§ Task description
Transcribe the records that follow, preserving every word.

•••••

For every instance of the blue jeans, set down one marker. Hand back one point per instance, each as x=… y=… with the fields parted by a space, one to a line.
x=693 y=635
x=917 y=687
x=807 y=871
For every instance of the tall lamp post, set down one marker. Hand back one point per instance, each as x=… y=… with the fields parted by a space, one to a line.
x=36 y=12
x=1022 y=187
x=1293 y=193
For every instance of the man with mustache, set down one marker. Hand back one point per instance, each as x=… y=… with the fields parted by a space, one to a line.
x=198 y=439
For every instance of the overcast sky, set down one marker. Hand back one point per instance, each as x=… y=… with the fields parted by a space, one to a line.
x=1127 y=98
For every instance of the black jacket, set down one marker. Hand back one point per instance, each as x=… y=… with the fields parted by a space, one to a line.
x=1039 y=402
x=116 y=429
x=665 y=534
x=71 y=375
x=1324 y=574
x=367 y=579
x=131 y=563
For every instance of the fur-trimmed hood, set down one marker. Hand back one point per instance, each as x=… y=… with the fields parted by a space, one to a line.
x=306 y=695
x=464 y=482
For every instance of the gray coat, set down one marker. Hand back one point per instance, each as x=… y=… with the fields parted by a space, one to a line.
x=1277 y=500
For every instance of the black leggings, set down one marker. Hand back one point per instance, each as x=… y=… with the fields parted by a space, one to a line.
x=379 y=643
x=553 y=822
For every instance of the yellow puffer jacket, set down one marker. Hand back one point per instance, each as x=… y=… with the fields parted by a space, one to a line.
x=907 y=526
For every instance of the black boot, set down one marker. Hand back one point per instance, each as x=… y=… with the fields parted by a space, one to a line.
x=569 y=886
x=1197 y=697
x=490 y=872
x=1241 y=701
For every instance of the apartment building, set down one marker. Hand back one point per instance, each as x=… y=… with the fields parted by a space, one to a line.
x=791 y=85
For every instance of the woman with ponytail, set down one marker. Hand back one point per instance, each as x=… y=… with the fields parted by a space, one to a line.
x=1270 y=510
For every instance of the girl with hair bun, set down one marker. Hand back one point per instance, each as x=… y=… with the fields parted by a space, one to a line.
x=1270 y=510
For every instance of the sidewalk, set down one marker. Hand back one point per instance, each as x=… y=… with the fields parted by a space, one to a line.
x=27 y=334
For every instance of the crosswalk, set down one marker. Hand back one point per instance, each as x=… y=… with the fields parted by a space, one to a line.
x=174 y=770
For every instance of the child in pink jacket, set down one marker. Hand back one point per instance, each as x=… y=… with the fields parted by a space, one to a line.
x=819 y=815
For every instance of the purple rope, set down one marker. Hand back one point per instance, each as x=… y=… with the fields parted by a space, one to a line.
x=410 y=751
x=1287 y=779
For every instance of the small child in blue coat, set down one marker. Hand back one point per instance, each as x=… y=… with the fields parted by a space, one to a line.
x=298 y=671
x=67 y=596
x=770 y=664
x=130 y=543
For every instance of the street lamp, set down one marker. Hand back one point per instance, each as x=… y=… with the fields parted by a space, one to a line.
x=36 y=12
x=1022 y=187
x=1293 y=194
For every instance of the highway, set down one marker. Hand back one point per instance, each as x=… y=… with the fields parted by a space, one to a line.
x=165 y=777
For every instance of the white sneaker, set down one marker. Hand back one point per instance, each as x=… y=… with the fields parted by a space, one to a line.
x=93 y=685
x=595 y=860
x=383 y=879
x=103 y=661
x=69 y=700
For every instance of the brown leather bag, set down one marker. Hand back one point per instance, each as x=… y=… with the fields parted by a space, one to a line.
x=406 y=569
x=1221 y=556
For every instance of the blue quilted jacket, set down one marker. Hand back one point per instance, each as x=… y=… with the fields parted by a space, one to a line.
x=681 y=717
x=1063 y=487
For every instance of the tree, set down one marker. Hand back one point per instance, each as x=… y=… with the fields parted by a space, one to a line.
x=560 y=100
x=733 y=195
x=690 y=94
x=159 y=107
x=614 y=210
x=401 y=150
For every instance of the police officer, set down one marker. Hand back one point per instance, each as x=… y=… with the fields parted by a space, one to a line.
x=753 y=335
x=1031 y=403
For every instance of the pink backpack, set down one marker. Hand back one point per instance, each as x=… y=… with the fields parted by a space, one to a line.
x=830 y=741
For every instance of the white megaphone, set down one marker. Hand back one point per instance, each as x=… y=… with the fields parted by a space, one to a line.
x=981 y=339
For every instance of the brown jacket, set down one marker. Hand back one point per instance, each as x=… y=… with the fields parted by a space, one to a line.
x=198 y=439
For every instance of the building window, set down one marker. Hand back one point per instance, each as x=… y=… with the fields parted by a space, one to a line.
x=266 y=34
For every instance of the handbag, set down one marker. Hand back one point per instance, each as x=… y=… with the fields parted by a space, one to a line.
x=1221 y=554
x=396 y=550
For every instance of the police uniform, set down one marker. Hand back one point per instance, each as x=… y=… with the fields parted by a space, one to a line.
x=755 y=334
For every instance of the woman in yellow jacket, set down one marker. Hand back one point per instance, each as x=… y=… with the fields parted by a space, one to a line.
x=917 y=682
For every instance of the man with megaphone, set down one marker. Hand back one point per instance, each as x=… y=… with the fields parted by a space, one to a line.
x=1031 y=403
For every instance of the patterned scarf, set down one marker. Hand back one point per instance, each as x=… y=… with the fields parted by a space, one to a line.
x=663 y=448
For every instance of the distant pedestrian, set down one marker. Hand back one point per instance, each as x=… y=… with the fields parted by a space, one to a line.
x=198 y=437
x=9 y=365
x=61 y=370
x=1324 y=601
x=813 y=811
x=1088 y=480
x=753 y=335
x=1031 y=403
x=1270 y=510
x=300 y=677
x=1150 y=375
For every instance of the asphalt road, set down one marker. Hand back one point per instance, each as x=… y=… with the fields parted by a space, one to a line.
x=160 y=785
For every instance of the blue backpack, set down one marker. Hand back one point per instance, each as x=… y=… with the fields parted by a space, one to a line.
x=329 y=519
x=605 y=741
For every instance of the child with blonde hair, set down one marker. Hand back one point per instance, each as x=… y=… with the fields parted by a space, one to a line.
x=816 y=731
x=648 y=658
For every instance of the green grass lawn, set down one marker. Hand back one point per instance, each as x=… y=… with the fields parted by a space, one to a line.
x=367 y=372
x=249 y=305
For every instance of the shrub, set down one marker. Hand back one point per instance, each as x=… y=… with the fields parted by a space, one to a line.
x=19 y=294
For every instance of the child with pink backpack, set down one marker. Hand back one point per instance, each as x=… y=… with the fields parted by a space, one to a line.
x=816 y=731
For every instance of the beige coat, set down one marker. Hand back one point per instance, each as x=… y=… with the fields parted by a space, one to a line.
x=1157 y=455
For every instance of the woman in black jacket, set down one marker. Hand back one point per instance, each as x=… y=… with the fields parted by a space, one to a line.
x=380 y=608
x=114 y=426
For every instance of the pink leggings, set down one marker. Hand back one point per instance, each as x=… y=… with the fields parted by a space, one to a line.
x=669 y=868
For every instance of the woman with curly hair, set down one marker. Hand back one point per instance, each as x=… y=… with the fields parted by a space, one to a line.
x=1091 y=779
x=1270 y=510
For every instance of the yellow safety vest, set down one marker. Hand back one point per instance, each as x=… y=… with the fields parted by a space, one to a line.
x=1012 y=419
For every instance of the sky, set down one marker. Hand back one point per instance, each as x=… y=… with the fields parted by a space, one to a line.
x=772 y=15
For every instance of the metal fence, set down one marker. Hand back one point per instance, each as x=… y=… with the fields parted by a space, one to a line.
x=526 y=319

•••••

§ Response for this exercise
For every instance of the blue jeans, set down one marker. Hand back one point per instance, each as x=… y=… with the fields parted by a space, one to a line.
x=693 y=635
x=917 y=687
x=807 y=871
For every instance of the tall lamp post, set down one marker. Hand back one point per instance, each as x=… y=… with the fields parted by a space, one to a line.
x=36 y=12
x=1022 y=187
x=1293 y=193
For every instance of the man with mustache, set down one marker. Hand back one point per instance, each as x=… y=… with the fields parted by a space, one to a line.
x=198 y=439
For every instance of the overcast sky, set down one marker. Hand back one point per instance, each as x=… y=… with the fields parted by a space, one to a line.
x=1127 y=98
For every instance of the black jacket, set down one marker. Hand back one point per instance, each as x=… y=… with the fields parted by a space, one to a line.
x=1039 y=402
x=116 y=429
x=665 y=534
x=71 y=375
x=1324 y=574
x=367 y=579
x=131 y=563
For every instance of the fur-trimmed hood, set down one marker. Hand back one point per instance, each as x=… y=… with the fields parted by a space, one to a line.
x=306 y=695
x=464 y=482
For every instance of the gray coat, set down one marker. Hand back one point per instance, each as x=… y=… with the fields parted by a space, one to a line.
x=1277 y=500
For every instance of the black leggings, set down one marker. Hand back one point per instance, each as x=… y=… with the fields parted by a space, one to a line.
x=379 y=643
x=553 y=822
For every instance of the yellow puffer jacket, set down one marker. Hand back one point per instance, each as x=… y=… with the fields parted by a space, one to a line.
x=907 y=526
For every instance of the black boot, set down one marker. Hand back one point per instance, each as x=… y=… with the fields parted by a space, one to a line.
x=569 y=886
x=1197 y=697
x=490 y=872
x=1241 y=701
For every instance of the apartment building, set down one marker. Hand back one point per instance, each as x=… y=… with the fields parted by a space, one to a line.
x=791 y=85
For every instance of the woman with ponytail, set down one marker. Hand back one point per instance, each as x=… y=… with the fields parted by a space, one to a line.
x=1270 y=510
For every instance of the girl with hair bun, set down one marker. Hand back one point per instance, each as x=… y=… with the fields parted by a space, one to a line.
x=1270 y=510
For every instance of the sidewalk, set down one marker. Hand back one point per instance, each as x=… y=… with the fields parted by a space, one to a line.
x=27 y=334
For every instance of the crosswalk, set down one marker. Hand back one point per instance, each as x=… y=… with the fields parted by a space, one to a line.
x=174 y=770
For every instance of the child in pink jacket, set down one marker. Hand back one point per instance, each as x=… y=… with the fields parted by a space, one to a line.
x=819 y=815
For every instance of the purple rope, set down one marker. Hand back one point per instance, each as x=… y=… with the fields parted by a space, one to a line.
x=410 y=751
x=1287 y=779
For every instance of the small child in blue coat, set down one marker. Hand back one point per instance, each as x=… y=… with the fields parted by a space, one to a line.
x=298 y=671
x=67 y=596
x=770 y=664
x=130 y=543
For every instance of the street lamp, set down one marker. Hand back one point per instance, each as x=… y=… with the fields parted by a space, one to a line.
x=36 y=12
x=1022 y=187
x=1293 y=194
For every instance of the highway, set down one marker. Hand back one point per instance, each as x=… y=… with the fields parted by a space, one to a line.
x=165 y=777
For every instance of the white sneaker, set down one marker. Hand back one point per instance, each as x=… y=… with the fields parted by a space, one to a line.
x=93 y=685
x=595 y=860
x=383 y=879
x=103 y=661
x=69 y=700
For every instance of the brown leather bag, set down one marker. Hand back one point per instance, each as x=… y=… with the fields parted by a space, one to a line.
x=406 y=569
x=1221 y=556
For every instance of the blue quilted jacket, set down one marker. Hand back one point per instance, each as x=… y=… with the fields parted by a space, one to a line.
x=681 y=717
x=1063 y=487
For every instance of the tree, set down one marker. Hand back one point per instance, each as x=… y=… with the fields parted by a space, one to a line.
x=560 y=100
x=733 y=195
x=690 y=94
x=159 y=107
x=614 y=210
x=401 y=150
For every instance of the police officer, set down one marker. Hand back one point per instance, each as x=… y=… with the fields parted by a space, one to a line.
x=753 y=335
x=1031 y=403
For every instance of the pink backpack, set down one marker. Hand back one point per instance, each as x=… y=… with the fields parted by a space, one to a line.
x=830 y=741
For every instance of the white megaphone, set down one marker. Hand back one point per instance, each as x=… y=… with the fields parted by a space, one to a line.
x=981 y=339
For every instance of the brown jacket, set down one marker. Hand back one point per instance, each as x=… y=… with the fields parted by a space, one to a line.
x=198 y=439
For every instance of the building window, set down one marker. Hand back one point per instance, each as x=… y=… with the fields parted by a space, one to a line.
x=266 y=34
For every instance of the handbag, set down one marker. Hand back one point per instance, each as x=… y=… with the fields parted by a space, one to a line.
x=1221 y=554
x=396 y=550
For every instance of the police uniform, set down one marker. Hand back one point per instance, each as x=… y=… with the fields parted by a space, one to a line.
x=755 y=334
For every instance of the woman in yellow jacket, set down one marker. Hand back one point per instance, each as x=… y=… with the fields parted by a space, one to a line.
x=917 y=682
For every instance of the man with megaphone, set down one marker. Hand back one point per instance, each as x=… y=… with the fields parted by a space, one to a line.
x=1031 y=403
For every instance of the patterned scarf, set down one marker. Hand back one point per instance, each as x=… y=… with the fields parted by a space, one to a line.
x=663 y=448
For every instance of the distant pedestrian, set down one marker. Hand back one point per instance, each as x=… y=… with the fields parted by a space, one to a line.
x=198 y=437
x=9 y=365
x=61 y=370
x=1324 y=601
x=813 y=811
x=1088 y=480
x=753 y=335
x=1031 y=403
x=1270 y=510
x=300 y=677
x=1150 y=375
For every instance of the asphalt road, set down one marker. Hand back one point per instance, each as x=… y=… with the fields parted by a space, one to a line.
x=160 y=785
For every instance of the blue backpack, set down one marker. Hand back one point per instance, each as x=… y=… with the fields parted by a space, one to a line.
x=329 y=519
x=605 y=741
For every instance of the child with blonde hair, set down one marker. Hand back one point per instance, each as x=… y=… with the fields parted by a space, one to a line.
x=816 y=731
x=648 y=658
For every instance of the green grass lawn, set down one marker. Hand back one point per instance, each as x=… y=… with the fields parted by a space, one to a line.
x=367 y=372
x=249 y=305
For every instance of the shrub, set down one marker. Hand back one point per instance, each as x=… y=… with the fields parted by a space, one to a line.
x=19 y=294
For every instance of the child with pink backpack, set down one marker. Hand back one point per instance, each as x=… y=… with the fields parted by a space, one to a line.
x=816 y=731
For every instance of the beige coat, set down one marker. Hand back one point per instance, each as x=… y=… with the fields parted by a space, one to a line.
x=1157 y=455
For every instance of the woman in black jacket, set down one marker. Hand back one point per instance, each as x=… y=… with the fields parted by a space, one to a line.
x=380 y=608
x=114 y=426
For every instance of the pink leggings, set down one marker. Hand back one point per instance, each as x=… y=… with the fields parted by a space, one to a line.
x=669 y=868
For every instance of the woman with curly hair, set down one marker. Hand back one point per instance, each as x=… y=… with the fields parted by a space, one to a line.
x=1091 y=779
x=1270 y=510
For every instance of the yellow safety vest, set down one marker. Hand back one point per instance, each as x=… y=… with the fields parted by a space, one to a line.
x=1012 y=419
For every instance of the sky, set down one marker. Hand back one point per instance, each as x=… y=… with the fields parted by a space, one to a line.
x=772 y=15
For every instance of the metal fence, set down one marker. Hand back one point per instance, each as x=… y=… with the fields parted by a space, one to a line.
x=526 y=319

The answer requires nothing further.